* **Directions**
Everything in the data below is to be reproduced without any deviation.

•••••

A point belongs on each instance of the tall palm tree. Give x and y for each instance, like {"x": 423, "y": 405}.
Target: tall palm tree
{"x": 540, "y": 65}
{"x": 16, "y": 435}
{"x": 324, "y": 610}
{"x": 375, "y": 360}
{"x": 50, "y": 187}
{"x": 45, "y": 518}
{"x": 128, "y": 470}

•••••

* **Reply to the task**
A point belongs on each instance of the tall palm tree. Give x and y for each instance, like {"x": 423, "y": 405}.
Target: tall palm tree
{"x": 540, "y": 65}
{"x": 16, "y": 435}
{"x": 324, "y": 610}
{"x": 375, "y": 360}
{"x": 50, "y": 187}
{"x": 45, "y": 518}
{"x": 128, "y": 470}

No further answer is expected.